■ **Supplied material**:
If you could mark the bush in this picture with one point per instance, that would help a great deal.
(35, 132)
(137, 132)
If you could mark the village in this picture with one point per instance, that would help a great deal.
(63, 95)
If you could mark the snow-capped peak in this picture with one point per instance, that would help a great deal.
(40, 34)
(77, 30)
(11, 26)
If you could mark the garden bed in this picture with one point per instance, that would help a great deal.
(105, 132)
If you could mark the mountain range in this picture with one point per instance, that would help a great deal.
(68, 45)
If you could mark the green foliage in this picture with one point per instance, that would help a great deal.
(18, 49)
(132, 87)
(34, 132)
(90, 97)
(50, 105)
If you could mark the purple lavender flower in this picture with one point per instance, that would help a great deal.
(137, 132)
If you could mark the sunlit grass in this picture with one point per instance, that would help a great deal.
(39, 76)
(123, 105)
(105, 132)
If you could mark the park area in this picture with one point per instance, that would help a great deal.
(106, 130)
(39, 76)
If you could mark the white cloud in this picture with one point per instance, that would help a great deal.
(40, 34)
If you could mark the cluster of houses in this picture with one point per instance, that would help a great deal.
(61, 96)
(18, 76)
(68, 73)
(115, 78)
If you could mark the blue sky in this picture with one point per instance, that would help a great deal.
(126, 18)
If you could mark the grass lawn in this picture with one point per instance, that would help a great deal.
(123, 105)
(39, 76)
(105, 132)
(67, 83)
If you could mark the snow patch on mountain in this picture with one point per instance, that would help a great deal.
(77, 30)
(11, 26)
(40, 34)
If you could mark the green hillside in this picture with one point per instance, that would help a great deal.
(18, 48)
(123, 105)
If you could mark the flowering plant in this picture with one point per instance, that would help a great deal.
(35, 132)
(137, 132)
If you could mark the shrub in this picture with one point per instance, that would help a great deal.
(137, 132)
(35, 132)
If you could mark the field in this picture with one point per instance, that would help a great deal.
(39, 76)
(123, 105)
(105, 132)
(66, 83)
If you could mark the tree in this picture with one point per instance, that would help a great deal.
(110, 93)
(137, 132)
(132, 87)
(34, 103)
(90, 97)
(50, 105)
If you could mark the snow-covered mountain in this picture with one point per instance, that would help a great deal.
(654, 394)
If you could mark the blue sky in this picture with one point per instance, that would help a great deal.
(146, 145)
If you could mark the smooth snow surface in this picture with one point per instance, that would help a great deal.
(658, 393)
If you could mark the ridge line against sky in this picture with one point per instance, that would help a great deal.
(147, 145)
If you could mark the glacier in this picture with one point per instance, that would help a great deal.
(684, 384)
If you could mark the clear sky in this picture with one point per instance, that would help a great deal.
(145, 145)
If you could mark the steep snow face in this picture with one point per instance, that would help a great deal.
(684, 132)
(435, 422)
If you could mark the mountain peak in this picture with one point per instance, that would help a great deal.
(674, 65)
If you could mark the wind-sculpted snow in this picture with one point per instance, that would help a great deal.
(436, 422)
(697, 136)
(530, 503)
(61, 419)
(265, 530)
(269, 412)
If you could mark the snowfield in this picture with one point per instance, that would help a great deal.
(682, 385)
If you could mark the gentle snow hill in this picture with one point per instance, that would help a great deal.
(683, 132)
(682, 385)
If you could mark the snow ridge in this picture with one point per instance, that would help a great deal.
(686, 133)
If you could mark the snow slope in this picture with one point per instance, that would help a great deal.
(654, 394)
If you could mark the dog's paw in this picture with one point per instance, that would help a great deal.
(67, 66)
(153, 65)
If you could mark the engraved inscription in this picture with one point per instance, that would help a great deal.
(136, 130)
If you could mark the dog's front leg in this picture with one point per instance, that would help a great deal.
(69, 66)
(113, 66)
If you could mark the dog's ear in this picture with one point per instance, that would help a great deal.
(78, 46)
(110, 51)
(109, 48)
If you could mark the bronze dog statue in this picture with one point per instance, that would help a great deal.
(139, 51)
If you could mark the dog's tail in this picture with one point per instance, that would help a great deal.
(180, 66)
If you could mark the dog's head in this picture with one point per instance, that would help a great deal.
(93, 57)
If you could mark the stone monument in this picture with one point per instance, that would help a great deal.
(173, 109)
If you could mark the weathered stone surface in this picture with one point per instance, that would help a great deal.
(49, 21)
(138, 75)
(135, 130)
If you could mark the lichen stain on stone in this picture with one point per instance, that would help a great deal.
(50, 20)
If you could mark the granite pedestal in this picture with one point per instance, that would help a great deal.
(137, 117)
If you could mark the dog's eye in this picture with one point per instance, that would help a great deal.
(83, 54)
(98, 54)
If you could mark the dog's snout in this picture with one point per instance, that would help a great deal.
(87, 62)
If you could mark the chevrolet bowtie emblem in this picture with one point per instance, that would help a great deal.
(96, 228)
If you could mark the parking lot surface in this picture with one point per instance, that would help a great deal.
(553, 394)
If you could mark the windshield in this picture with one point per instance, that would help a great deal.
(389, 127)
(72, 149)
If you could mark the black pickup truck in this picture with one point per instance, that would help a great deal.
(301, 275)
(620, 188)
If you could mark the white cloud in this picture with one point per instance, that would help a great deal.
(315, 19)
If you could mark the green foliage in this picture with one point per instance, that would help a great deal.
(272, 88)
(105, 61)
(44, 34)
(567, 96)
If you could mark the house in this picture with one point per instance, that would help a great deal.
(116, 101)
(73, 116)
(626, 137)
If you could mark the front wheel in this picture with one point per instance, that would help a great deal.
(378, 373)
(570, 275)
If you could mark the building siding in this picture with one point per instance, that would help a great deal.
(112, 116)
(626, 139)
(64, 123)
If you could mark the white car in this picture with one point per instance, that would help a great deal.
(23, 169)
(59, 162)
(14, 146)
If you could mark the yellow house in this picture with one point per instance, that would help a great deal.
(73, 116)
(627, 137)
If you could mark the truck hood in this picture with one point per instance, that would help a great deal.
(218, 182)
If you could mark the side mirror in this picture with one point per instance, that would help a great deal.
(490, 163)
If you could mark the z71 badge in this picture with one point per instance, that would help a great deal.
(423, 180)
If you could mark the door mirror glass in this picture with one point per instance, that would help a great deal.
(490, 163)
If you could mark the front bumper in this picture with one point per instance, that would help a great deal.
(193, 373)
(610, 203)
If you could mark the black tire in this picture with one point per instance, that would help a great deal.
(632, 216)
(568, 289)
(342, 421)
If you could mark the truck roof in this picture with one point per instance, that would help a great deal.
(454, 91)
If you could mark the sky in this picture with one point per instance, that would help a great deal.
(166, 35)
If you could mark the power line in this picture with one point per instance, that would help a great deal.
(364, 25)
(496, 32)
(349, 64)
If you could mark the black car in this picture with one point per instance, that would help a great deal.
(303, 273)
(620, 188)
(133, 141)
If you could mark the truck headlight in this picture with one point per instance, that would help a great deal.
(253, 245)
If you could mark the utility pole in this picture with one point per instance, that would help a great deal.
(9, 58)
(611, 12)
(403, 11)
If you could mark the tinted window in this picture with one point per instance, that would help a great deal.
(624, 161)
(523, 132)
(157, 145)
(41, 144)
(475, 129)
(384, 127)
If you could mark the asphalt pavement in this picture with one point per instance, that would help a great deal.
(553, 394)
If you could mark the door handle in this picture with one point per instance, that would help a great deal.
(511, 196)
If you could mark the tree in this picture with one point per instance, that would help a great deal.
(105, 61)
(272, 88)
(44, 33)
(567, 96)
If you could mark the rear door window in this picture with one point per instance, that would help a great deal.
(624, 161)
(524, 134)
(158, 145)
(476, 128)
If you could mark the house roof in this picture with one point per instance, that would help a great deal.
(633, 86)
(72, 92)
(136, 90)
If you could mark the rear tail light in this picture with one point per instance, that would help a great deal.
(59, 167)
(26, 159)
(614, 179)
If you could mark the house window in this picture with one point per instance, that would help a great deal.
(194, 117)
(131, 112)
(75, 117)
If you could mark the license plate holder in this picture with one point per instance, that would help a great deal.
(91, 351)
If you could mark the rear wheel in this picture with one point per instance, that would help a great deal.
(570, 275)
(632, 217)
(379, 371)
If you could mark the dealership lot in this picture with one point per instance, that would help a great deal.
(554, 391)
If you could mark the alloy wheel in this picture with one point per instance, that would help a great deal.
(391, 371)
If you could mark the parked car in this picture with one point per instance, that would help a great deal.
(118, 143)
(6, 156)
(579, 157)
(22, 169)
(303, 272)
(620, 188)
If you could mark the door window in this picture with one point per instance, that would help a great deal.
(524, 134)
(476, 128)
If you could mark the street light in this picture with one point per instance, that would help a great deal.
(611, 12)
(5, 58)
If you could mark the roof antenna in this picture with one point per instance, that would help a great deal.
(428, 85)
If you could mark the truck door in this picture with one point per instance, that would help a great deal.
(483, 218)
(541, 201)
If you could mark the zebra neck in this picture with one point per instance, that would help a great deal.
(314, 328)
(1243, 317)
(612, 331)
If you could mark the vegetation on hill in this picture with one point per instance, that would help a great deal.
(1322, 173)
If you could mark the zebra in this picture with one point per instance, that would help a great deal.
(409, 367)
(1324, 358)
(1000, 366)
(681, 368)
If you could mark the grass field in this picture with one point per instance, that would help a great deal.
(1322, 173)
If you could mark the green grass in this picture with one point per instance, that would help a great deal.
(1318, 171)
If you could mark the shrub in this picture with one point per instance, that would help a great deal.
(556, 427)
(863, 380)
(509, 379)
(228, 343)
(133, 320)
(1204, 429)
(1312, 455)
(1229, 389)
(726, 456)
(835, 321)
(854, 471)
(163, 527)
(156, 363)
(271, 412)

■ **Directions**: Your task is to return, exactly and on their own, the lines from the one containing "If you could mark the door window" through the last line of the listing.

■ **Solution for this exercise**:
If you could mark the door window in this picture with one point per instance, that would help a great deal.
(524, 134)
(476, 128)
If you could mark the street light in this picture with one point per instance, that would help a great deal.
(611, 12)
(5, 58)
If you could mark the roof antenna in this picture with one point per instance, that would help a great deal.
(428, 85)
If you could mark the truck door in this picture with one point per instance, that would help a great deal.
(483, 218)
(541, 201)
If you could mark the zebra neck in this picture with one point per instance, that would help a great deal.
(314, 328)
(1243, 317)
(612, 331)
If you could mark the vegetation on hill in this picture with one point per instance, that would help a great deal.
(1322, 173)
If you could mark the zebra in this picture with one point per instance, that would help a great deal.
(409, 367)
(1324, 358)
(1000, 366)
(681, 368)
If you could mark the grass field in this picture with one point per instance, that would help a great deal.
(1322, 173)
If you could mark the green grass in this picture with one point per instance, that would help a great deal.
(1318, 171)
If you could mark the shrub in this picture with one point per instance, that would help a great deal.
(556, 427)
(863, 380)
(509, 379)
(228, 343)
(133, 320)
(1204, 429)
(1312, 455)
(1229, 389)
(726, 456)
(835, 321)
(854, 471)
(163, 527)
(156, 363)
(271, 412)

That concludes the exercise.